SUPPLIED ENTRIES:
--------------------------------------------------

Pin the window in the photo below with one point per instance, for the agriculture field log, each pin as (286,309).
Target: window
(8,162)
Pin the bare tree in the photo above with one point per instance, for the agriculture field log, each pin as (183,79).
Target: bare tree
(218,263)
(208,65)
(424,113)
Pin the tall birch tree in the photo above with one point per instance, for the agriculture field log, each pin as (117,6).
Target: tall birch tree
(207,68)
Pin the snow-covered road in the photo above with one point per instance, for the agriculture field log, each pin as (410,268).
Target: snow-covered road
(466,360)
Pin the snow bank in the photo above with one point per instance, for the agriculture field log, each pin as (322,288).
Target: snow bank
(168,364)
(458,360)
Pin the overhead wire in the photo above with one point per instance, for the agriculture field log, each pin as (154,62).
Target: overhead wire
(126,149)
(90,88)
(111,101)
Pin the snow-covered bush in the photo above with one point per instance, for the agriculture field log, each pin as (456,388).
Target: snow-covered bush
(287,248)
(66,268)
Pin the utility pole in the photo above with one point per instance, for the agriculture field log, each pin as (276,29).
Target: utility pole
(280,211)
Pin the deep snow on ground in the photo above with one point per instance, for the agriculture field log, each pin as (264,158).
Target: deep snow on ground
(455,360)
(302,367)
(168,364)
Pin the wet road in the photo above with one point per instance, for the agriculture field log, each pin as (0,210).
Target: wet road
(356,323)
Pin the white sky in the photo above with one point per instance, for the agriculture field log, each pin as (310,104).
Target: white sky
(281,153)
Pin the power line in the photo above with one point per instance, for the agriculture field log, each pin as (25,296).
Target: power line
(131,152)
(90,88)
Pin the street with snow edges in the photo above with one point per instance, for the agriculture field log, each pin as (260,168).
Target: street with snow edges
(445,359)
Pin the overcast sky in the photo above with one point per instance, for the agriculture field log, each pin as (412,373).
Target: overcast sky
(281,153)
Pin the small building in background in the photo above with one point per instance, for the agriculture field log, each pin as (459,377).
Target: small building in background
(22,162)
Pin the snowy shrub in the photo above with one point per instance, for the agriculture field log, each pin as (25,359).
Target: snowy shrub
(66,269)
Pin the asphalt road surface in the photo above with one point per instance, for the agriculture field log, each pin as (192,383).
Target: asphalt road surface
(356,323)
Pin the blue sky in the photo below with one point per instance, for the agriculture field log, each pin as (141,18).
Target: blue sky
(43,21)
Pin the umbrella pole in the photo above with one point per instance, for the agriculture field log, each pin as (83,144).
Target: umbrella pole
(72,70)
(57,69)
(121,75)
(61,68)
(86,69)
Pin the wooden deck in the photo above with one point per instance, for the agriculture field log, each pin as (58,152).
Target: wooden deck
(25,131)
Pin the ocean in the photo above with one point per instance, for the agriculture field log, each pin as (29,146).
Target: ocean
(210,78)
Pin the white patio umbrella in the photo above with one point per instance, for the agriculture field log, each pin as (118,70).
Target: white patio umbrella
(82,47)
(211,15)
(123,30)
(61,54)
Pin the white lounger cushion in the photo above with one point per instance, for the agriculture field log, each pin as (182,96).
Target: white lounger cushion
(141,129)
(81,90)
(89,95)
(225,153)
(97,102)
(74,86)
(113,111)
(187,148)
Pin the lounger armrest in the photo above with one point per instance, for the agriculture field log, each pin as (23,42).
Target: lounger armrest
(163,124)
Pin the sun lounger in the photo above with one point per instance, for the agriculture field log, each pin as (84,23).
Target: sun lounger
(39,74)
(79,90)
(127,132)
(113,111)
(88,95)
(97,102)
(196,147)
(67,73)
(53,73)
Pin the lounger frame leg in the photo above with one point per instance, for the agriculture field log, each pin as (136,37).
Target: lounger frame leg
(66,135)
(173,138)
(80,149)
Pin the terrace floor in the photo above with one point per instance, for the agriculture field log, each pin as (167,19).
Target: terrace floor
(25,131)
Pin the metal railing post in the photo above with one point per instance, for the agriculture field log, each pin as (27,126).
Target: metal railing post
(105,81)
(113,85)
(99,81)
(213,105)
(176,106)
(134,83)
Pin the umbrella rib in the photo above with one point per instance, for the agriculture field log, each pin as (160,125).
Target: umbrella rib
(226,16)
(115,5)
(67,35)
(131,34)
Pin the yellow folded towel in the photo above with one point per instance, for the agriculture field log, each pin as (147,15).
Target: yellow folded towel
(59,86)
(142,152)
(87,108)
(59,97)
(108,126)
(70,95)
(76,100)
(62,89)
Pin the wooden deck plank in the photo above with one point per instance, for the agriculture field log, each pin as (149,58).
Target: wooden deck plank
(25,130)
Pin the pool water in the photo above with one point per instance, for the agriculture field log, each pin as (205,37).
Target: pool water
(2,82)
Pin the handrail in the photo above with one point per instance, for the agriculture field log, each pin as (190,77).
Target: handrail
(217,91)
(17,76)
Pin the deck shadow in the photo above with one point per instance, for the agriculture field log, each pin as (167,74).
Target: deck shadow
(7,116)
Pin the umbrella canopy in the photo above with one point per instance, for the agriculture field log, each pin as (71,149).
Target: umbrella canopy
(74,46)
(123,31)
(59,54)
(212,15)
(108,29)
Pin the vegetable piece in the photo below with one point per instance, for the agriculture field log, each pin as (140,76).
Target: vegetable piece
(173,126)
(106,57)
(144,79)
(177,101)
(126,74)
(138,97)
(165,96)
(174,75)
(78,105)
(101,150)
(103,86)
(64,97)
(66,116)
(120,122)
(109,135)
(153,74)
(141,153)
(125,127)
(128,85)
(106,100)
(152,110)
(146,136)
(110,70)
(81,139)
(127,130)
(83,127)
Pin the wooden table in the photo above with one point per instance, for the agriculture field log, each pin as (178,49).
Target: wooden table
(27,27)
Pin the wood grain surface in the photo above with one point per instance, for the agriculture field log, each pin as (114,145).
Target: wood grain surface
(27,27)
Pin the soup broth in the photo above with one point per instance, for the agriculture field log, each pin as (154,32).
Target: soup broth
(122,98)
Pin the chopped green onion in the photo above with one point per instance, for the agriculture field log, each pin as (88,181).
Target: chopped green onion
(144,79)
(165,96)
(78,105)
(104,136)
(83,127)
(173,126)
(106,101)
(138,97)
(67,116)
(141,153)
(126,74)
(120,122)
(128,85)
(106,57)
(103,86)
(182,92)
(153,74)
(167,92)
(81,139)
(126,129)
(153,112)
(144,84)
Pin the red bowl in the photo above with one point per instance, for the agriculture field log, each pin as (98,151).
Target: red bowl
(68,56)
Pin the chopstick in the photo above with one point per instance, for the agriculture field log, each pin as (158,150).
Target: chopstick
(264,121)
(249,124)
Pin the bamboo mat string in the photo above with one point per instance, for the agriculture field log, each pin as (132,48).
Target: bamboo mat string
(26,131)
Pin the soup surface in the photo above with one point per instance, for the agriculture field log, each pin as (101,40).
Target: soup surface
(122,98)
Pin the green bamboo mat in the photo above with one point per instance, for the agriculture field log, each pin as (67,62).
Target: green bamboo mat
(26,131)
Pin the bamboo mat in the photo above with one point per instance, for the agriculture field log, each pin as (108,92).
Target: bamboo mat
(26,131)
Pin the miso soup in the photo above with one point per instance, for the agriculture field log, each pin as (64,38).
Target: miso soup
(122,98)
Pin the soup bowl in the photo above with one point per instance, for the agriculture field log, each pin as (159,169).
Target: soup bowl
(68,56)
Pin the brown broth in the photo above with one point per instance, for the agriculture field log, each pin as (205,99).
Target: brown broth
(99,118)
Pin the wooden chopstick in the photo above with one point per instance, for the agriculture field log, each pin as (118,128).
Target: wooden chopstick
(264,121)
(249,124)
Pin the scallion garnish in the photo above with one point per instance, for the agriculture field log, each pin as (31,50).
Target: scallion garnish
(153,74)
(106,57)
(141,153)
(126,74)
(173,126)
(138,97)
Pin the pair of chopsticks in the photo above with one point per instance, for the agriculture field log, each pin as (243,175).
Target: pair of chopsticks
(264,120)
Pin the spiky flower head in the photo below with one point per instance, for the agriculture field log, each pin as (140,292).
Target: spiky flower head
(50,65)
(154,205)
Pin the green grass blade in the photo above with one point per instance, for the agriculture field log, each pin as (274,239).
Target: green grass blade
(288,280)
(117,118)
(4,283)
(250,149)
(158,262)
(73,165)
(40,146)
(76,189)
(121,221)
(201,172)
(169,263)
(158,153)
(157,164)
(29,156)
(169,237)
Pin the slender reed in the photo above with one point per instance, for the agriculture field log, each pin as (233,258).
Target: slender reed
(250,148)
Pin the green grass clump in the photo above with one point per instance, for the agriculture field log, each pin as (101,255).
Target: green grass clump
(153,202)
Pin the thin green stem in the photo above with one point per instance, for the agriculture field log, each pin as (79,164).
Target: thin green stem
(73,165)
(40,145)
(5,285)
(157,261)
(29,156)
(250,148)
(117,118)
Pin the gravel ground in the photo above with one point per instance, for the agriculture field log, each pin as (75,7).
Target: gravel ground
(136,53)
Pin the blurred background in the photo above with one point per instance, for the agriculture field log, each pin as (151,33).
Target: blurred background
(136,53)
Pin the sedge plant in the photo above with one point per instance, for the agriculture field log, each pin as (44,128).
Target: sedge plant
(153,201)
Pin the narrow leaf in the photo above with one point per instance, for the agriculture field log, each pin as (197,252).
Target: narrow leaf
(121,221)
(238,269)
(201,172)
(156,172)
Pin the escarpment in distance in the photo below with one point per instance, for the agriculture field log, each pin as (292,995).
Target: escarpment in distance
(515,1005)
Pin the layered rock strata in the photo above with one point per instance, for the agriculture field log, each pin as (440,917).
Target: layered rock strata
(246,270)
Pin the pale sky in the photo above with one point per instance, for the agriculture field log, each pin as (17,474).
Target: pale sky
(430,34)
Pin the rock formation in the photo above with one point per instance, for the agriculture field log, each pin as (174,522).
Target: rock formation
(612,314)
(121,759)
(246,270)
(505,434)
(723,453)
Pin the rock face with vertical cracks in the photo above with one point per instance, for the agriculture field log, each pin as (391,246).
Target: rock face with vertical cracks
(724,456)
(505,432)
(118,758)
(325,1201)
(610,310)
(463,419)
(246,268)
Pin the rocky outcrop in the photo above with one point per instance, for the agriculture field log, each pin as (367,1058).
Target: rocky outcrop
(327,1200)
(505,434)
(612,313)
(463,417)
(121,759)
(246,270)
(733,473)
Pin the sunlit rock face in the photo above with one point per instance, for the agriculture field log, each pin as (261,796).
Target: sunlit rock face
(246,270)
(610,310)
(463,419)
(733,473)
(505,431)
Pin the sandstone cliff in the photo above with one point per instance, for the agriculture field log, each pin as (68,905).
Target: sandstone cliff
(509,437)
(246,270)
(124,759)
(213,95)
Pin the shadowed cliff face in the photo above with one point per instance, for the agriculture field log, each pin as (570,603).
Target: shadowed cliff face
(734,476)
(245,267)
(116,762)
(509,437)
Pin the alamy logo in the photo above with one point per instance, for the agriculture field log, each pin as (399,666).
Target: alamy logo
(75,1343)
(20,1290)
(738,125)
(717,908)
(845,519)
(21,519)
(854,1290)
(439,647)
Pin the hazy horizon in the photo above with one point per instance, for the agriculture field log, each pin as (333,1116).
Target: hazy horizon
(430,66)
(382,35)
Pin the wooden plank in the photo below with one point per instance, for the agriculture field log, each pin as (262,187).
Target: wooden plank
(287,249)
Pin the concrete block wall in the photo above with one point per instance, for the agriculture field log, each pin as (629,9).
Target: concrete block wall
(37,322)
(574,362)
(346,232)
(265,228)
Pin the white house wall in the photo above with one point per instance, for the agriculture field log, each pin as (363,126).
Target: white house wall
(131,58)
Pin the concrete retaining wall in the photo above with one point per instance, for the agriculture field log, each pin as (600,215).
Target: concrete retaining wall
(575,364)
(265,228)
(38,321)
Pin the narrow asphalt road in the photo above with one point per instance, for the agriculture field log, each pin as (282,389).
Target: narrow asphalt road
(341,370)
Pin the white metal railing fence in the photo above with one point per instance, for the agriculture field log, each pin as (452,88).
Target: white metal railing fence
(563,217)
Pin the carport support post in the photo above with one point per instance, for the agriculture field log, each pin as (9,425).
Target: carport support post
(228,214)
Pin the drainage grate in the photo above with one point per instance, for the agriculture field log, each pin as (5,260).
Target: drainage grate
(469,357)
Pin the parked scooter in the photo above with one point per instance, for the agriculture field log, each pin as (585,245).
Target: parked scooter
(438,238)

--------------------------------------------------

ACTIVITY: Each line in the data that holds the string "below" should be found and copied.

WRITTEN ANSWER:
Pin the window in the photo below with one point per instance, for the agriculture field log, each pin as (286,309).
Pin the blue sky in the photo below with one point per instance, for the agriculture field log, each pin as (141,18).
Pin the vegetable piece in the photo below with one point per instance, for the agriculture field log, each pin as (140,76).
Pin the spiky flower head in the photo below with one point per instance, for the agriculture field log, each pin as (140,292).
Pin the escarpment in distance in the photo below with one point per instance, for the agriculture field log, each pin as (292,995).
Pin the wooden plank in the photo below with one point per instance, for the agriculture field log, each pin as (262,187).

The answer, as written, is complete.